* START RECORD LIST *

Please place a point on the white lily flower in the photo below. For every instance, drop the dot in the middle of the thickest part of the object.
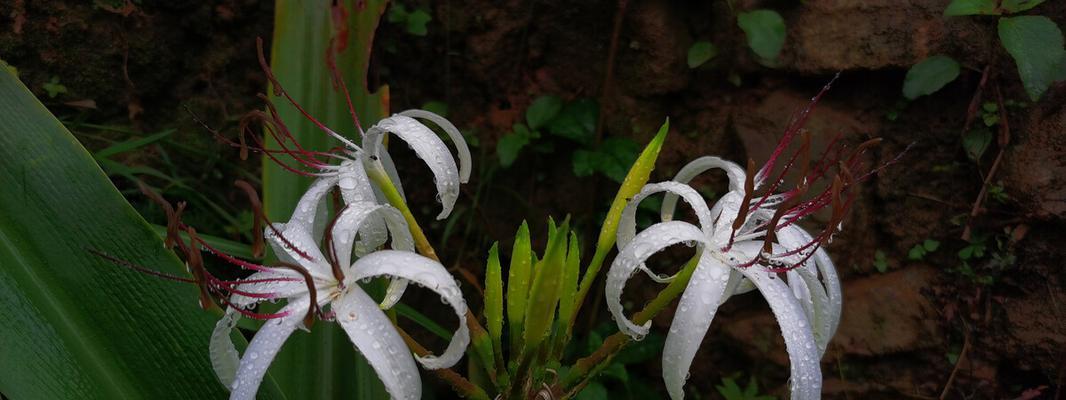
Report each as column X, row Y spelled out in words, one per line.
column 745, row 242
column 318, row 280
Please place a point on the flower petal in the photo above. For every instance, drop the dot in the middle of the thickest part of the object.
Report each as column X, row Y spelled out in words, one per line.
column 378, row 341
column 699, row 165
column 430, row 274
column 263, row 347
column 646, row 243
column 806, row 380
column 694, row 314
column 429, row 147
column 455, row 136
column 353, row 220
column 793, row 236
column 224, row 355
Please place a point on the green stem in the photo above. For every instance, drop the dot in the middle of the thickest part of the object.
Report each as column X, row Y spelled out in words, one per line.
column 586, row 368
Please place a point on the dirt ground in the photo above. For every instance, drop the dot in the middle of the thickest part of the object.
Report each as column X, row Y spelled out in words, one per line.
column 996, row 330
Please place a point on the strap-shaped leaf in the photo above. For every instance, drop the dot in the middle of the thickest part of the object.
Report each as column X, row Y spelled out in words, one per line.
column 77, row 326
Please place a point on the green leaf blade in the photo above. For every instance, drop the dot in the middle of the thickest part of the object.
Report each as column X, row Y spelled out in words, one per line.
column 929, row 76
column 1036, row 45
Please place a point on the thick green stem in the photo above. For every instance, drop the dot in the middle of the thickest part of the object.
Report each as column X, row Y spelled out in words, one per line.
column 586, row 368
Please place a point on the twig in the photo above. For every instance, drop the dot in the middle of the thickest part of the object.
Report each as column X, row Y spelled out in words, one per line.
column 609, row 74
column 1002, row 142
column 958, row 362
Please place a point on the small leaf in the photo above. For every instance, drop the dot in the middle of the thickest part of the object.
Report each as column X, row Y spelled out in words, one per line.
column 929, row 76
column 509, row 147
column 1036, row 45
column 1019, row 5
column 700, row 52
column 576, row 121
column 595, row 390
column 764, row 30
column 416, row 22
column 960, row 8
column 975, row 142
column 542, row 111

* END RECORD LIST *

→ **INSTRUCTIONS FOR THE TASK**
Could you write out all the records above again, swapping "thickest part" for "widest part" everywhere and changing nothing else, with the pictures left out?

→ **TASK RESULT**
Please place a point on the white lily flower in the photo below. For every instance, drop the dot in the middle of the widest part of the object.
Report each as column X, row Y spelled out in words, one per line.
column 745, row 242
column 318, row 280
Please place a point on the flower petal in the photo above. For every instance, drop the dot in the middle of the widest part of the object.
Report each as column X, row Y spelled out in words, one per line.
column 378, row 341
column 699, row 165
column 430, row 274
column 263, row 347
column 646, row 243
column 806, row 380
column 694, row 314
column 429, row 147
column 455, row 136
column 353, row 220
column 793, row 236
column 224, row 355
Please place a point on the green stem in the photo above. For every instance, drop the dot in the middle of the widest part of the object.
Report each as column X, row Y spelled out in words, one per line.
column 586, row 368
Please place a point on the dirt ground in the photo above. For every instance, drop the dot in the middle of the widest part of the object.
Report each as column X, row Y spelled out in words, one per line.
column 996, row 330
Please place a point on the strap-shaped leaf in the photo above. For every instance, drop the dot in the middle of the widest part of the object.
Report each as column X, row Y spelled out in words, one per line.
column 77, row 326
Please place a point on the green leaf blade in the photo above. For every instance, drop the dot in the middle of the widest part of the object.
Report each as column X, row Y spelled out in words, one per line.
column 929, row 76
column 1036, row 45
Please place a point on the thick green stem in the photo above. For every instance, drop the dot in the middle of the widest part of the object.
Report each as column X, row Y spelled out in words, one per line.
column 586, row 368
Please place a point on the twig in the photo above. For every instance, drop the dot in the middle of the widest part of the object.
Report each as column X, row Y spelled out in words, one per line.
column 609, row 74
column 1002, row 142
column 958, row 362
Please place a point on the small leaf in the photo above. For every instance, drop the dot in the middle of the widest part of the object.
Report each as column X, row Y spelled out in words, one per line.
column 929, row 76
column 509, row 147
column 1036, row 45
column 1019, row 5
column 700, row 52
column 576, row 121
column 595, row 390
column 764, row 30
column 416, row 22
column 960, row 8
column 975, row 142
column 542, row 111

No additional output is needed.